▸ Opdrachten
(a) Hoe oud is volgens de tekst over het netwerk van daders en slachtoffers het jongste meisje dat lijkt te zijn verkracht?
(b) Schrijf uit de tekst over het netwerk van daders en slachtoffers alles over van "Dit resulteerde in" tot en met "in ‘seksueel normafwijkend gedrag’.".
(c) Zet de tekst over het netwerk van daders en slachtoffers voort na de laatste zin.

▸ Getoonde tekst
■ ■ ■
Overslaan en naar de inhoud gaan

Doortastende preventie: slachtoffers zoeken en helpen

Laatste update:

2 Casussen

2.5 Een slachtofferbeeld: een netwerk van daders én slachtoffers

In een gemeente ‘regent’ het signalen over seksueel normafwijkend gedrag, waarbij dit lijkt over te gaan in strafbare feiten: aanranding of verkrachting, seksuele uitbuiting (prostitutie) en kinderporno vanwege het verspreiden van foto’s en video’s (sexting). De mannelijke ‘betrokkenen’ staan deels bekend als verdachte of als veroordeelde criminelen. De meeste daders zijn tiener, al komt er ook meerderjarigen in beeld, waaronder een veertiger. Enkele jongemannen zijn afkomstig uit een criminele familie, met roots in een outlaw motorgang. De meisjes zijn of lijken bijna allemaal minderjarig en vatbaar voor beïnvloeding.

Gemeenteambtenaren en andere professionals, zoals hulpverleners en medewerkers van onderwijsinstellingen, zien door de bomen niet het hele bos, al vermoeden ze ellendige praktijken. De gemeente neemt het voortouw om professionals (1) met straatinformatie tot drie keer toe bij elkaar te brengen, om in klare taal op een rij te zetten wat bekend is. Vanwege persoonsonveiligheid wordt dit geschaard onder het privacyprotocol van het Zorg- en Veiligheidshuis.

Dit resulteerde in nare inzichten. Er kwam informatie over tal van voorbeelden en casus op tafel. Bij elkaar opgeteld ontstaat zo een beeld van patroonmatige gebeurtenissen en praktijken. Een rauwe opsomming van signalen, zorgen of vermoedens:

  • Vrijwillige seks gaat over in ‘seksueel normafwijkend gedrag’.
  • Meisjes worden gedrogeerd met lachgas, al opmaat tot (onvrijwillige) seks.
  • Een meisje wordt onder bedreiging met een vuurwapen verkracht en wordt ook onder druk gezet om drugs te verkopen.
  • Een meisje wordt waarschijnlijk gedwongen tot seks met drie jongens.
  • Het jongste meisje dat lijkt te zijn verkracht, is pas twaalf jaar.
■ ■ ■
▸ Fragment gegevensset
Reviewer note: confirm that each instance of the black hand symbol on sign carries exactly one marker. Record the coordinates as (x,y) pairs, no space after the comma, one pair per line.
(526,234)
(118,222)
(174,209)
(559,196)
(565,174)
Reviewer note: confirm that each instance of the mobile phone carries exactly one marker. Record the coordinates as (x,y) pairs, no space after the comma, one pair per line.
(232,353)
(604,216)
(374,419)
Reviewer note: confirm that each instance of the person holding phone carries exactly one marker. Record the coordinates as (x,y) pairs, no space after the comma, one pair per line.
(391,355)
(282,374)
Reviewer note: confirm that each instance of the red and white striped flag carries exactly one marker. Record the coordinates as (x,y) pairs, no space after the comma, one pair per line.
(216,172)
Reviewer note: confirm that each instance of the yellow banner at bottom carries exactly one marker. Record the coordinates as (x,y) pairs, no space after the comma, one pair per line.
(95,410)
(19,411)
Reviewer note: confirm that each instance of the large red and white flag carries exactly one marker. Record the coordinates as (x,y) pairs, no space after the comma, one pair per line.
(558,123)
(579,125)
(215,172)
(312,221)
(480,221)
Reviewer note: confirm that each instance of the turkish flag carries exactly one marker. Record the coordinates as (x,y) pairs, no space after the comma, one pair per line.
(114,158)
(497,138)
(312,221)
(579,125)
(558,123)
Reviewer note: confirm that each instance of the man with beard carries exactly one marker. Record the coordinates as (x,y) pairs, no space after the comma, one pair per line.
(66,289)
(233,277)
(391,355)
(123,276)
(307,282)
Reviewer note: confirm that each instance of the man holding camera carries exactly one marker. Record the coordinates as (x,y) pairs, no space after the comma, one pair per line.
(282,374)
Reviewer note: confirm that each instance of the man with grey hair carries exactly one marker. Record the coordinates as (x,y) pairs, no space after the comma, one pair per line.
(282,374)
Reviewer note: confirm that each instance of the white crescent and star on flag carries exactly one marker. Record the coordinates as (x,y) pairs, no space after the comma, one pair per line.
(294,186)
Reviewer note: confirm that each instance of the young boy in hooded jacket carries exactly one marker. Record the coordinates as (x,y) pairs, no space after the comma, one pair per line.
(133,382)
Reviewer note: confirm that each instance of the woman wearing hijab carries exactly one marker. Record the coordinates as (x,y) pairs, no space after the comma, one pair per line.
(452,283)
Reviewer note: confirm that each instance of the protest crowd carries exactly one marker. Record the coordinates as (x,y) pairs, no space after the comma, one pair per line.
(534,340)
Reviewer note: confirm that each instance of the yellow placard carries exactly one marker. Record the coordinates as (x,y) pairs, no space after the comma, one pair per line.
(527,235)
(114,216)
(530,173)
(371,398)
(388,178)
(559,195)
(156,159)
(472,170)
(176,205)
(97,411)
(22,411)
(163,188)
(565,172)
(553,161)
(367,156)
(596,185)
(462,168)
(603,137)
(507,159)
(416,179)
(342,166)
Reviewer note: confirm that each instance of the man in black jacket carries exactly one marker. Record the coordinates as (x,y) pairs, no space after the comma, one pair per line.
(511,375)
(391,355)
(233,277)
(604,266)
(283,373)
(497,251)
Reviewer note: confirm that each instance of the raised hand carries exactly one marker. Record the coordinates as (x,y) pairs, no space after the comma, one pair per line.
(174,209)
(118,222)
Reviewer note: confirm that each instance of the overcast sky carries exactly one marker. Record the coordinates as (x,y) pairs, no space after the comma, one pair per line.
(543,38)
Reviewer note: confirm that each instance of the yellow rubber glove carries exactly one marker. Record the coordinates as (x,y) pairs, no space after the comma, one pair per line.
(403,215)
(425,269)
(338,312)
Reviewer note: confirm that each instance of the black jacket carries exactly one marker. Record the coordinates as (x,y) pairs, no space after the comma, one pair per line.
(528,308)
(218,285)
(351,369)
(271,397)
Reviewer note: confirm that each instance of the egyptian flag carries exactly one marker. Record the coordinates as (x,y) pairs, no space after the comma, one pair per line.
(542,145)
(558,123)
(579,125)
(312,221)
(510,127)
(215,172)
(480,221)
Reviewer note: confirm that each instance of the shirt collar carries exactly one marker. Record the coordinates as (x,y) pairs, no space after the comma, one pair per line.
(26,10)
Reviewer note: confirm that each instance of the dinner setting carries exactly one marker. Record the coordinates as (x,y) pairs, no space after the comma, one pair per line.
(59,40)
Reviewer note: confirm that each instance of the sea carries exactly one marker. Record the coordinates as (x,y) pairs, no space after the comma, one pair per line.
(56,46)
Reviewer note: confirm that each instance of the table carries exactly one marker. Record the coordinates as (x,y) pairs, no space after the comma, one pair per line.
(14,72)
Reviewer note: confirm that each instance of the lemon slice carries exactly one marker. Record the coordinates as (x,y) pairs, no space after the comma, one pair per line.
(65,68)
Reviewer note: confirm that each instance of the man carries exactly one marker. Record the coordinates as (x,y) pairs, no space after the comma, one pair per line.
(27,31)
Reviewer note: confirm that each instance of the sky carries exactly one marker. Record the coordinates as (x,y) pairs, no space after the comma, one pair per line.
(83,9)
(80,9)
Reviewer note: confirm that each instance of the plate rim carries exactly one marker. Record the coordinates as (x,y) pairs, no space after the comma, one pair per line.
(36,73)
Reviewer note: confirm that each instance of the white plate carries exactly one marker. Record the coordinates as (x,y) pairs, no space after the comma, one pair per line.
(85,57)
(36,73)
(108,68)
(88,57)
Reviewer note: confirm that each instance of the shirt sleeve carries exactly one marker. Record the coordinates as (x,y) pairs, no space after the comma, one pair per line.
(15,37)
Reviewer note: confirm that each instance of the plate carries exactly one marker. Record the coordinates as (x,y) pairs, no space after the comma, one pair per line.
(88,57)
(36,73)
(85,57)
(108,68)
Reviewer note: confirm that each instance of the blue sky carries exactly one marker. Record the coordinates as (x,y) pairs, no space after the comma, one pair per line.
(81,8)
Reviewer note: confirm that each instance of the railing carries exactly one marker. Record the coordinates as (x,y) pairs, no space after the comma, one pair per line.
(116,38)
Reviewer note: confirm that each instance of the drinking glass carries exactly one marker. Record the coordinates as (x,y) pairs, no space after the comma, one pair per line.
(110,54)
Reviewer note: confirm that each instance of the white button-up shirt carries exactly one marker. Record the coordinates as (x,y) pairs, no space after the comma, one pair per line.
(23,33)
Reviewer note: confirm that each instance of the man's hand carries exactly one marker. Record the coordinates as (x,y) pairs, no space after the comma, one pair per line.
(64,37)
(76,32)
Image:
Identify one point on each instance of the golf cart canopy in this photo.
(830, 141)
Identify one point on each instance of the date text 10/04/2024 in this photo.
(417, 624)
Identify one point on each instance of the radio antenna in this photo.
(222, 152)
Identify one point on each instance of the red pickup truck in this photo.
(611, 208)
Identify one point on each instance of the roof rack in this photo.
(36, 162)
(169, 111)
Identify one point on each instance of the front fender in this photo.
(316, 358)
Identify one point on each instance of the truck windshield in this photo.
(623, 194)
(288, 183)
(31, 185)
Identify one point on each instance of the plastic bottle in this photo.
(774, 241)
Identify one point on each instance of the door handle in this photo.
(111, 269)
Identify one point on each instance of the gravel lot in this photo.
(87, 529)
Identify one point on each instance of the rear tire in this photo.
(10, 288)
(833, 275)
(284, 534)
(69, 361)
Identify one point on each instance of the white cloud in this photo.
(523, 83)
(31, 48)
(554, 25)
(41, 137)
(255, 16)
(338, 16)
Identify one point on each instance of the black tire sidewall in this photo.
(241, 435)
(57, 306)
■ ■ ■
▸ Antwoorden oefening
(a) Pas twaalf jaar.

(b)
Dit resulteerde in nare inzichten. Er kwam informatie over tal van voorbeelden en casus op tafel. Bij elkaar opgeteld ontstaat zo een beeld van patroonmatige gebeurtenissen en praktijken. Een rauwe opsomming van signalen, zorgen of vermoedens:

  • Vrijwillige seks gaat over in ‘seksueel normafwijkend gedrag’.

(c)
  • Jonge meisjes die in hotelkamers seks hebben, waarbij het lijkt te gaan om prostitutie, al is onduidelijk in hoeverre wordt betaald en hoe klanten worden geworven.
  • Van twee mannen is het aannemelijk dat ze meisjes ronselen. Het gaat niet om signalen over geijkte loverboypraktijken, maar om een wirwar van onvrijwillige of ongelijkwaardige seksuele contacten.
  • Een jongeman brengt meisjes ’s avonds naar een garage.
  • Er worden filmpjes gemaakt en gedeeld, voor een deel zou dit ook online zichtbaar zijn gemaakt.   
  • Een man gebruikt zijn werk als dekmantel om, tijdens werkzaamheden, meisjes op te halen en af te zetten.

Er komen ruim twintig meisjes in beeld die (in spreektaal) lijken te worden misbruikt. In strafrechtelijke zin worden vermoedelijk slachtoffers gemaakt, met sexting, vuurwapengebruik en verkrachtingen. Er lijkt daarnaast sprake te zijn van criminele uitbuiting (gedwongen drugsverkoop) en van seksuele uitbuiting, al schieten strafrechtelijke termen tekort om de seksuele chaos en veelzijdige pressie te duiden. Er vallen onder meisjes in elk geval in sociaalpsychologische zin slachtoffers. Ze verliezen de regie over hun leven en lichaam, ze staan onder druk  en lijken te worden gedrogeerd. Het zelfbeeld van de meisjes valt aan diggelen en de drempels zijn hoog om het (thuis) te vertellen.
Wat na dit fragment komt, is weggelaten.